* [Given exercise]
Update the material from its start through the line containing "<point>447,282</point>" by replacing "mottled brown plumage" with "speckled brown plumage" and keeping everything else the same. Omit the pictures.

* [Given data]
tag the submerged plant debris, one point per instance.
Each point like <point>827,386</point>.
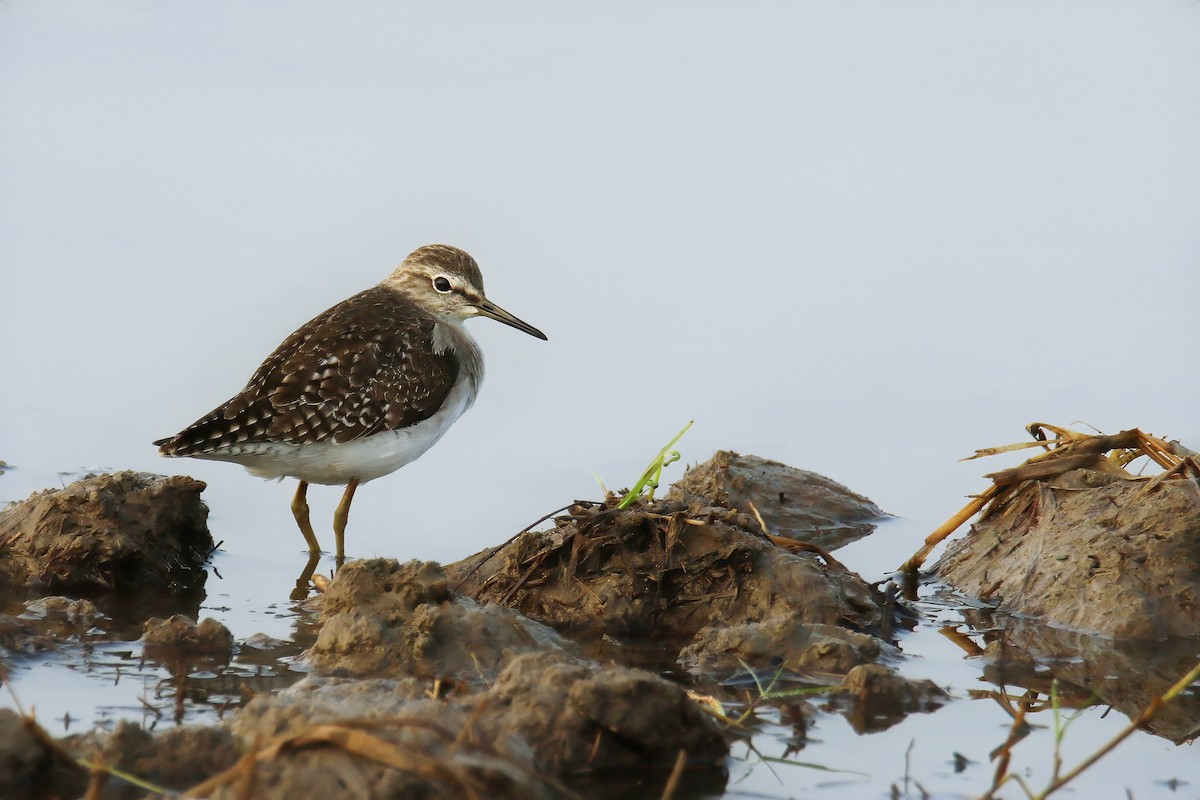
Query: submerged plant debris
<point>619,651</point>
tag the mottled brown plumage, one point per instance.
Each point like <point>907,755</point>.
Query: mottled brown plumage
<point>365,366</point>
<point>360,390</point>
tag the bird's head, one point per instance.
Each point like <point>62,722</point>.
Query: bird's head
<point>447,282</point>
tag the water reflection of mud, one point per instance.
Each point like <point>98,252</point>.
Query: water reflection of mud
<point>1125,675</point>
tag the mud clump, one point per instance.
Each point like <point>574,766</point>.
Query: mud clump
<point>793,503</point>
<point>1089,551</point>
<point>1127,675</point>
<point>784,642</point>
<point>123,531</point>
<point>382,618</point>
<point>180,639</point>
<point>881,698</point>
<point>30,767</point>
<point>174,759</point>
<point>661,570</point>
<point>580,717</point>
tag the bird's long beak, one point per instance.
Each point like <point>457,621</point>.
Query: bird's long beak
<point>489,308</point>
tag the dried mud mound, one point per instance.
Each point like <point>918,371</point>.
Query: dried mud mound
<point>793,503</point>
<point>664,570</point>
<point>1123,674</point>
<point>126,531</point>
<point>1089,551</point>
<point>382,618</point>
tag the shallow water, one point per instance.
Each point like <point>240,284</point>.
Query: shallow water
<point>863,239</point>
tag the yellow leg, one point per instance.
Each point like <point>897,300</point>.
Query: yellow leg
<point>341,516</point>
<point>300,511</point>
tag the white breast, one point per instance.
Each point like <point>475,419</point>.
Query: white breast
<point>367,458</point>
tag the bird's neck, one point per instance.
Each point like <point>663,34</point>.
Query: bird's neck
<point>449,335</point>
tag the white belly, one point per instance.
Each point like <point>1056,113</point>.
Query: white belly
<point>367,458</point>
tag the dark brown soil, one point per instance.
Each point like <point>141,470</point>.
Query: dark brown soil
<point>661,570</point>
<point>793,503</point>
<point>130,531</point>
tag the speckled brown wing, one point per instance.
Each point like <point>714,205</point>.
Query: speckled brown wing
<point>366,365</point>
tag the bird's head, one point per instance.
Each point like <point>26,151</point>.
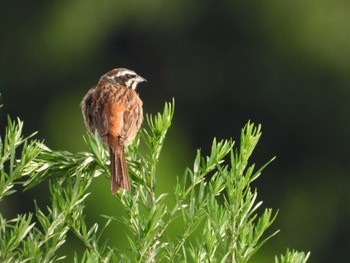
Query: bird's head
<point>125,77</point>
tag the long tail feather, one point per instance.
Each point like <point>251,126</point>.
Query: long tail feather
<point>119,170</point>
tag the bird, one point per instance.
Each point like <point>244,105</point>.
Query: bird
<point>113,108</point>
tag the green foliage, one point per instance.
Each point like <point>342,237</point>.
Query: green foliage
<point>215,208</point>
<point>293,257</point>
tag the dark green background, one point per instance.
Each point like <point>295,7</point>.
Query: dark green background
<point>284,64</point>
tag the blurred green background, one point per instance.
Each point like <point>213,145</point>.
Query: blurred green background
<point>284,64</point>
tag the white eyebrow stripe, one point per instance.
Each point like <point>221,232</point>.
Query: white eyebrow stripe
<point>124,72</point>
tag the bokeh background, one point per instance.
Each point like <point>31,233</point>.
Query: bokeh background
<point>284,64</point>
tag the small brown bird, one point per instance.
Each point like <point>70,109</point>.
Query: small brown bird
<point>114,109</point>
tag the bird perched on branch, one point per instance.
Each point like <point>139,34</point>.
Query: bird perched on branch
<point>114,109</point>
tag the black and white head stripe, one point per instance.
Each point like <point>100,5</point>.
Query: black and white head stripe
<point>124,77</point>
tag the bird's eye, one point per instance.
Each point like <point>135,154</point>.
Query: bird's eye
<point>128,76</point>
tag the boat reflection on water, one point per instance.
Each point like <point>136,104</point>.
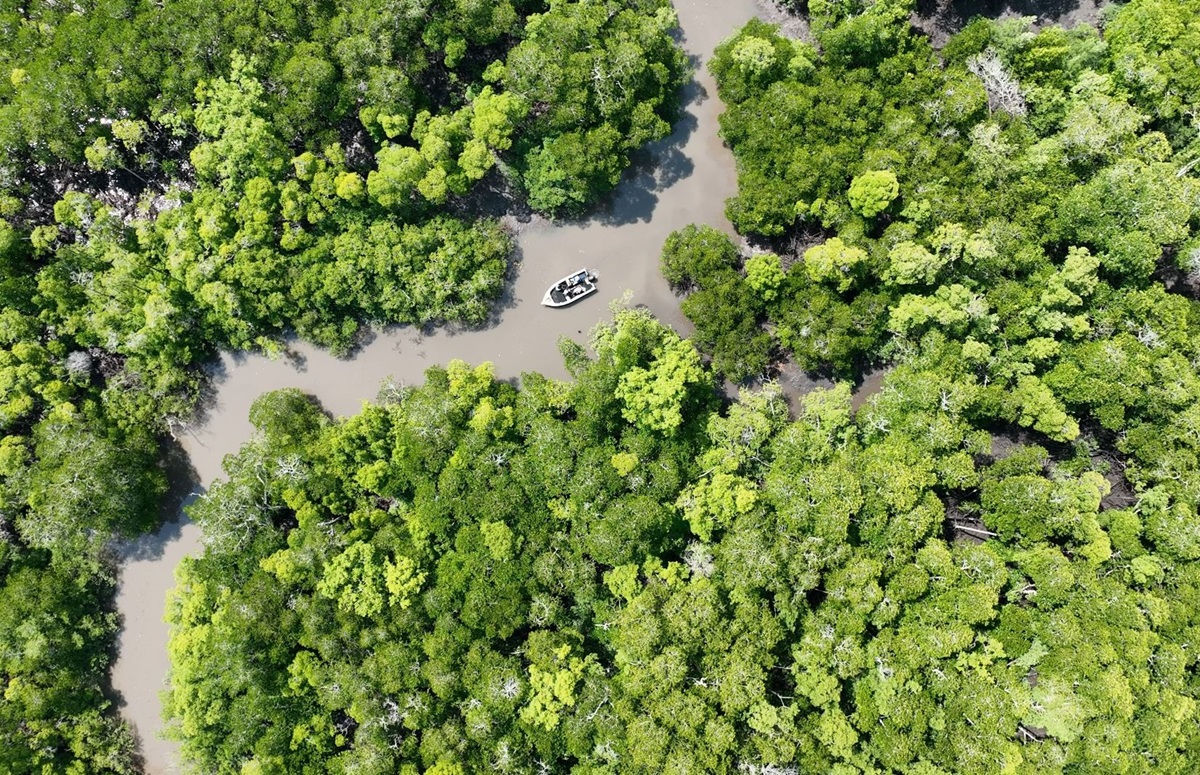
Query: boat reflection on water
<point>571,288</point>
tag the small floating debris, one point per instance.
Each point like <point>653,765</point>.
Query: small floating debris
<point>571,288</point>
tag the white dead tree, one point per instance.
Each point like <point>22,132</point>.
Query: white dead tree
<point>1003,91</point>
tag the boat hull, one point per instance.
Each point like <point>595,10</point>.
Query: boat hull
<point>570,289</point>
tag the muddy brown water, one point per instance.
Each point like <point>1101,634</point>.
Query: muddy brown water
<point>683,179</point>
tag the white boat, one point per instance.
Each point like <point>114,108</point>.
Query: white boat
<point>571,288</point>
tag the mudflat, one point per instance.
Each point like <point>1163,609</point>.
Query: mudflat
<point>683,179</point>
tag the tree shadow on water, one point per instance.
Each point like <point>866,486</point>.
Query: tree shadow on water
<point>183,488</point>
<point>654,168</point>
<point>942,18</point>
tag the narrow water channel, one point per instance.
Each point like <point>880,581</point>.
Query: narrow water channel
<point>684,179</point>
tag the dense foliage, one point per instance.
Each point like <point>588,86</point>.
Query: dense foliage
<point>613,576</point>
<point>916,188</point>
<point>180,176</point>
<point>1011,226</point>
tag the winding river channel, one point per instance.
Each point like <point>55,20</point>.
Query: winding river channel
<point>684,179</point>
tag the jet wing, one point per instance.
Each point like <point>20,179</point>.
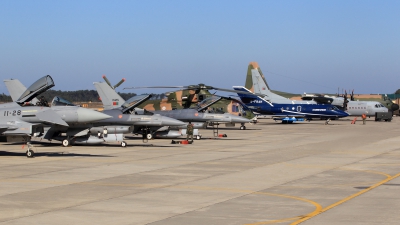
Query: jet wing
<point>134,102</point>
<point>49,116</point>
<point>40,86</point>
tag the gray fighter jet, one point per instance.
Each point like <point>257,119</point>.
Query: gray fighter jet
<point>111,128</point>
<point>20,124</point>
<point>198,116</point>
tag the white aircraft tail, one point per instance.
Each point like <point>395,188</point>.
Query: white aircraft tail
<point>108,96</point>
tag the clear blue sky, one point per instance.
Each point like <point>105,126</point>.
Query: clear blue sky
<point>301,46</point>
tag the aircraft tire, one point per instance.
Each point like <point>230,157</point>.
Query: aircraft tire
<point>65,143</point>
<point>30,153</point>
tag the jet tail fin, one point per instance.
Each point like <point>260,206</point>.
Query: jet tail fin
<point>109,97</point>
<point>250,77</point>
<point>16,89</point>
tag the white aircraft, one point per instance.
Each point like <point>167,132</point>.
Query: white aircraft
<point>255,82</point>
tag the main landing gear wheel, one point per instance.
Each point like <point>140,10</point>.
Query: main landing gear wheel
<point>30,153</point>
<point>66,143</point>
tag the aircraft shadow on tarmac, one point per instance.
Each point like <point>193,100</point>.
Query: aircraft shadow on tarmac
<point>51,154</point>
<point>57,144</point>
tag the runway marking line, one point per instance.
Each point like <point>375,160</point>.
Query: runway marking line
<point>309,216</point>
<point>319,210</point>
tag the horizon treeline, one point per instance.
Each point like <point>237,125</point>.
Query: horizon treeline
<point>77,96</point>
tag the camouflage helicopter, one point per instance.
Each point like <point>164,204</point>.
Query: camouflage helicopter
<point>190,97</point>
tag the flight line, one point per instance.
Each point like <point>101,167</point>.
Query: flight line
<point>261,172</point>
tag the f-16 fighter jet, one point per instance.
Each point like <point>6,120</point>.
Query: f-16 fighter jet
<point>197,116</point>
<point>111,128</point>
<point>21,120</point>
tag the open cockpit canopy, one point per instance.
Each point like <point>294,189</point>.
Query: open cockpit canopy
<point>40,86</point>
<point>58,101</point>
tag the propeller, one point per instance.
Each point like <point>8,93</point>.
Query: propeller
<point>115,86</point>
<point>198,87</point>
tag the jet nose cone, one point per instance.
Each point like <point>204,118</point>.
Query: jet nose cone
<point>344,114</point>
<point>166,121</point>
<point>239,119</point>
<point>88,115</point>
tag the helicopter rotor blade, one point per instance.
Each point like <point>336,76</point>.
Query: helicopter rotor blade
<point>107,81</point>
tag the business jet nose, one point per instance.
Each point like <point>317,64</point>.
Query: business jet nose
<point>88,115</point>
<point>344,114</point>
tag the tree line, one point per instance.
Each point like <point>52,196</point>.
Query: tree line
<point>77,96</point>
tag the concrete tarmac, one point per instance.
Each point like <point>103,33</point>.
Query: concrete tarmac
<point>271,173</point>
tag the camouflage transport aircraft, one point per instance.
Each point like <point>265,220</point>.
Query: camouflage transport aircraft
<point>198,115</point>
<point>188,98</point>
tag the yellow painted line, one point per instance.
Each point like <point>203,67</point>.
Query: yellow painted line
<point>345,200</point>
<point>274,221</point>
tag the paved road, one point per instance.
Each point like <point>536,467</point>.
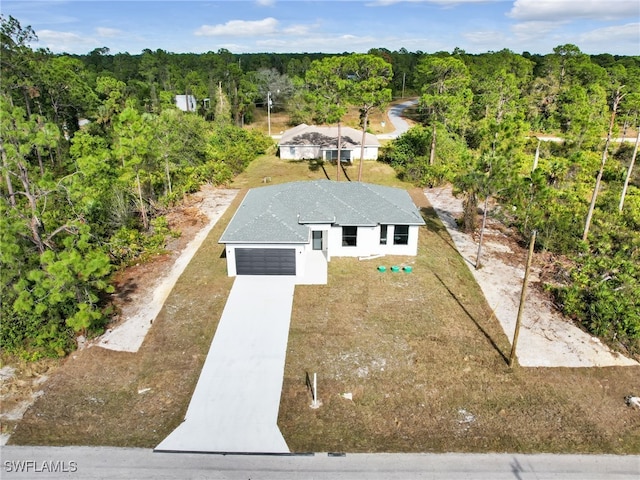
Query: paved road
<point>396,119</point>
<point>88,463</point>
<point>234,407</point>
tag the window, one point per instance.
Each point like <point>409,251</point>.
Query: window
<point>332,155</point>
<point>349,236</point>
<point>383,234</point>
<point>317,239</point>
<point>401,235</point>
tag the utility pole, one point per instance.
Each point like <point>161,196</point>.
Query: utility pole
<point>404,77</point>
<point>269,111</point>
<point>628,177</point>
<point>523,296</point>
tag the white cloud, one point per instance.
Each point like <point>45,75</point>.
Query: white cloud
<point>484,37</point>
<point>384,3</point>
<point>238,28</point>
<point>561,10</point>
<point>108,32</point>
<point>534,30</point>
<point>64,41</point>
<point>602,37</point>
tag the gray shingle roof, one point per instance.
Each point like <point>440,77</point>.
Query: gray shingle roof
<point>278,213</point>
<point>326,137</point>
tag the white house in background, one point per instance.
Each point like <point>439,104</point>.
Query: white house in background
<point>308,142</point>
<point>291,228</point>
<point>186,103</point>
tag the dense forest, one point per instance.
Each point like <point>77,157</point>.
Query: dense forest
<point>94,152</point>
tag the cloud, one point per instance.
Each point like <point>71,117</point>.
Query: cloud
<point>64,41</point>
<point>564,10</point>
<point>484,37</point>
<point>108,32</point>
<point>534,30</point>
<point>385,3</point>
<point>601,37</point>
<point>239,28</point>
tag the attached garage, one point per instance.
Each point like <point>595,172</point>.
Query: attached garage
<point>265,261</point>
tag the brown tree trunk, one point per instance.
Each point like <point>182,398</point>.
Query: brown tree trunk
<point>628,177</point>
<point>7,177</point>
<point>596,189</point>
<point>432,154</point>
<point>338,164</point>
<point>364,136</point>
<point>143,210</point>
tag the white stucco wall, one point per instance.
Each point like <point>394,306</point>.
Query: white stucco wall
<point>368,243</point>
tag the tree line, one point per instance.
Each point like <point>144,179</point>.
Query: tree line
<point>484,125</point>
<point>94,150</point>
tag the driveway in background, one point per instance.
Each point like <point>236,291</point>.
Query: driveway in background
<point>395,116</point>
<point>234,408</point>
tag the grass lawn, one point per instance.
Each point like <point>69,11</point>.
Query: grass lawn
<point>420,353</point>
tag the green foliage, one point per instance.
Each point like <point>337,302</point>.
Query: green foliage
<point>55,296</point>
<point>236,148</point>
<point>604,295</point>
<point>409,155</point>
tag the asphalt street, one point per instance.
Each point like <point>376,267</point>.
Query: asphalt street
<point>89,463</point>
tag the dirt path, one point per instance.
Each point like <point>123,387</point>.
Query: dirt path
<point>138,313</point>
<point>546,338</point>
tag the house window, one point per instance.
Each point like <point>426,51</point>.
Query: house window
<point>316,236</point>
<point>401,235</point>
<point>349,236</point>
<point>332,155</point>
<point>383,234</point>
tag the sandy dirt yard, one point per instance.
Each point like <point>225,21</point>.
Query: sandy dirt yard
<point>546,338</point>
<point>143,300</point>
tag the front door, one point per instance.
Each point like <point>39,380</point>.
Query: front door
<point>316,237</point>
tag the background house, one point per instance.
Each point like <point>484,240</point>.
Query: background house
<point>186,103</point>
<point>295,228</point>
<point>308,142</point>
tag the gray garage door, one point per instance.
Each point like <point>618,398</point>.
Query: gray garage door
<point>265,261</point>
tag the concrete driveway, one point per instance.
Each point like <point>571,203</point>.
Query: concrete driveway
<point>234,408</point>
<point>395,116</point>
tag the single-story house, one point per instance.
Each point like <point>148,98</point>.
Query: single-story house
<point>186,103</point>
<point>291,228</point>
<point>309,142</point>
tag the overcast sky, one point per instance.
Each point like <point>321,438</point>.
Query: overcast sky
<point>331,26</point>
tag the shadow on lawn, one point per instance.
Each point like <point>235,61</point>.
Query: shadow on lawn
<point>434,224</point>
<point>484,332</point>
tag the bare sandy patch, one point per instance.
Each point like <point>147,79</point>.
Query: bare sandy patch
<point>137,315</point>
<point>547,339</point>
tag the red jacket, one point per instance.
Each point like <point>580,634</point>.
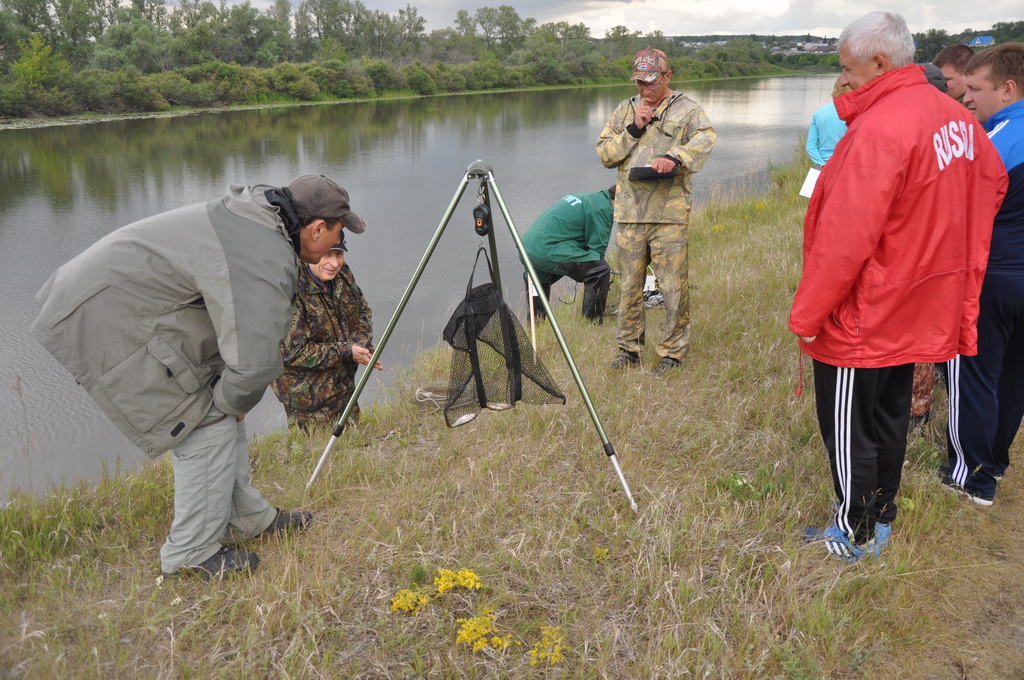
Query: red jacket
<point>897,231</point>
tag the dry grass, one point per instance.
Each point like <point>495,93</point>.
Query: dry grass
<point>709,580</point>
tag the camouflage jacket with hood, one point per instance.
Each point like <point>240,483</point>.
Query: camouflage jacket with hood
<point>320,371</point>
<point>681,131</point>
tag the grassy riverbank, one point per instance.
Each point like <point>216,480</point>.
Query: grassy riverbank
<point>708,580</point>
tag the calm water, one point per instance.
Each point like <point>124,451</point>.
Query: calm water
<point>64,187</point>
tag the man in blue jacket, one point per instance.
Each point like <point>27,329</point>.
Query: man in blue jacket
<point>986,391</point>
<point>569,239</point>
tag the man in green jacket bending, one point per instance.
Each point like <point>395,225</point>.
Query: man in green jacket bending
<point>569,239</point>
<point>173,325</point>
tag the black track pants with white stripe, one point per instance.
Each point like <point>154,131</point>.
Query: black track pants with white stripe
<point>986,391</point>
<point>863,416</point>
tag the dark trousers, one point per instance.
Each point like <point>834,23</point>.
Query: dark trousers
<point>863,415</point>
<point>986,391</point>
<point>594,275</point>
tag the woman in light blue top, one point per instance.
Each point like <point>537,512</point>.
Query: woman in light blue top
<point>826,129</point>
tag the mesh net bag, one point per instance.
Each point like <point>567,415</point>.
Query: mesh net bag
<point>493,364</point>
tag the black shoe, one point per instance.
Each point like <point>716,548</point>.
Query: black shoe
<point>225,561</point>
<point>287,521</point>
<point>666,366</point>
<point>626,358</point>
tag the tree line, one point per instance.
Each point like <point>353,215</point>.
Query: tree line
<point>69,56</point>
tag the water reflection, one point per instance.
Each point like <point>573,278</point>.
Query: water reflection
<point>401,161</point>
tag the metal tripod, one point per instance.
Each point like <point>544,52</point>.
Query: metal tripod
<point>481,172</point>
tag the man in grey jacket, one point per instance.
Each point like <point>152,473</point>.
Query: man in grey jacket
<point>173,325</point>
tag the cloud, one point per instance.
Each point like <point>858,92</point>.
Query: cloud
<point>825,17</point>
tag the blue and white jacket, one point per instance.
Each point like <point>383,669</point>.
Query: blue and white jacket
<point>1006,129</point>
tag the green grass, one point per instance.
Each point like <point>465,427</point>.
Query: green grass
<point>708,580</point>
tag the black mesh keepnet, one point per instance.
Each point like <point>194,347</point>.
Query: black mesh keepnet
<point>493,364</point>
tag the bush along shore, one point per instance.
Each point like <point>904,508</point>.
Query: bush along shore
<point>505,548</point>
<point>43,83</point>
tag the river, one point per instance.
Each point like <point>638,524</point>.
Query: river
<point>401,161</point>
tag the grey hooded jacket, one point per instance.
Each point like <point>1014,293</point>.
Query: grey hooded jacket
<point>165,316</point>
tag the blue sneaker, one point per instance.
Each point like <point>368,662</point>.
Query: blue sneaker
<point>839,545</point>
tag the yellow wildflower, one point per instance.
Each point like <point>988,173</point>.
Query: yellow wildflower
<point>446,580</point>
<point>473,632</point>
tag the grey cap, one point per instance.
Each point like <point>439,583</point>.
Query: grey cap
<point>315,196</point>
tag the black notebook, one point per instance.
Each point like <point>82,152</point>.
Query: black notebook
<point>646,172</point>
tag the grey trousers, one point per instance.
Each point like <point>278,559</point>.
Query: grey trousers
<point>213,500</point>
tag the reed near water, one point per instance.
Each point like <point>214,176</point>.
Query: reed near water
<point>505,548</point>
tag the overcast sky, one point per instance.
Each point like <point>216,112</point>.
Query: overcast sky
<point>725,16</point>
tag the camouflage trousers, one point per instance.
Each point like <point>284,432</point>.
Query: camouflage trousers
<point>924,388</point>
<point>323,420</point>
<point>664,248</point>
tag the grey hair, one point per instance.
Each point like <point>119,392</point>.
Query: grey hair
<point>879,33</point>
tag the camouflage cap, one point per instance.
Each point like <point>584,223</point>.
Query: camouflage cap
<point>648,65</point>
<point>341,243</point>
<point>315,196</point>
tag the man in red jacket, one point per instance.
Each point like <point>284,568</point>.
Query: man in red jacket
<point>895,245</point>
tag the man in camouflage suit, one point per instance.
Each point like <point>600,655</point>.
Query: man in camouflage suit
<point>330,335</point>
<point>672,136</point>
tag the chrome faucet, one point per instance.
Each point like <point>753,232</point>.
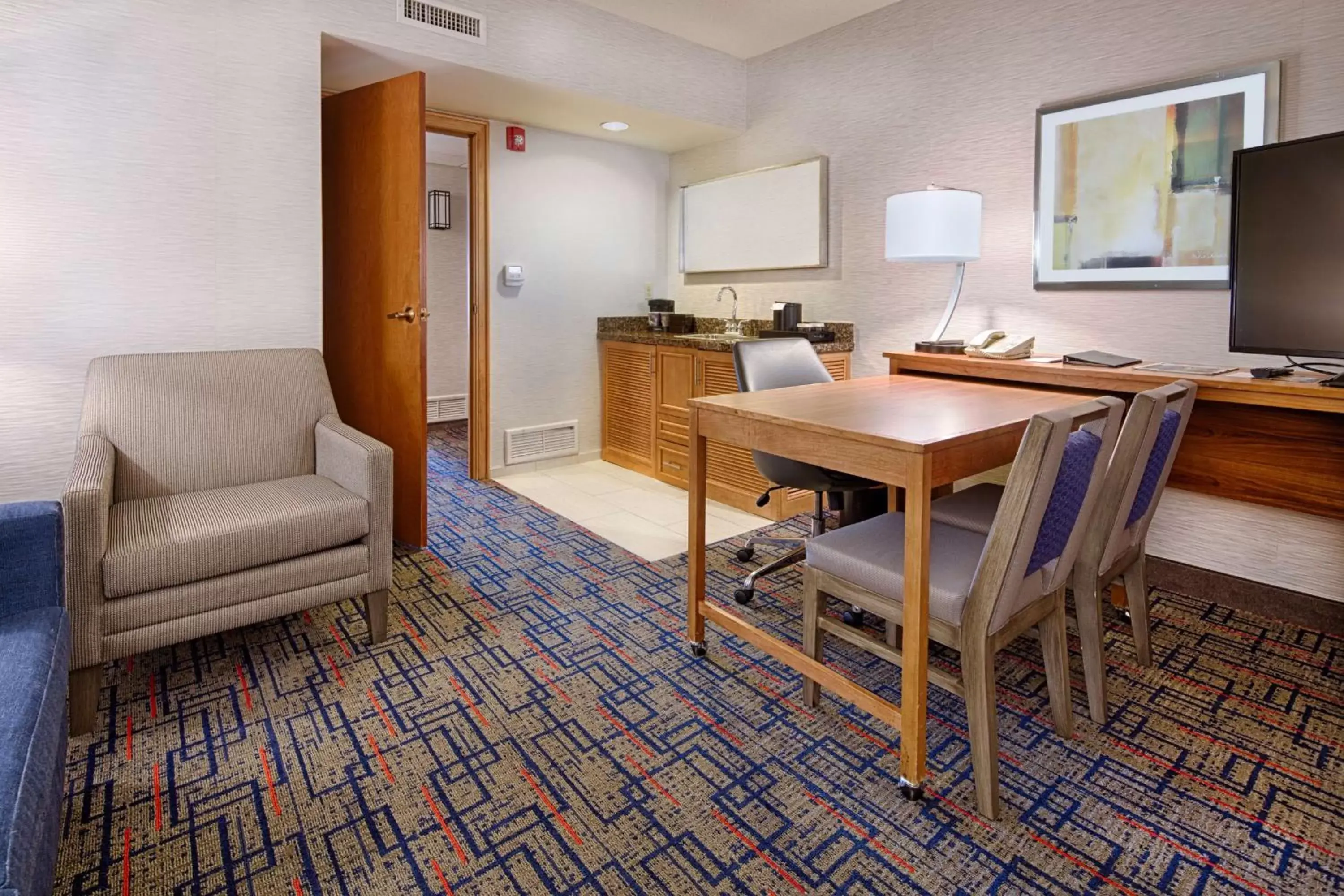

* [Response to the exercise]
tag the submerged plant debris, one point per instance.
Each point like <point>827,386</point>.
Query: submerged plant debris
<point>619,651</point>
tag the speckled brown plumage, one point per instance.
Each point like <point>907,755</point>.
Query: speckled brown plumage
<point>365,366</point>
<point>360,390</point>
tag the bird's head, one point per instance.
Each point like <point>62,722</point>.
Query: bird's head
<point>447,282</point>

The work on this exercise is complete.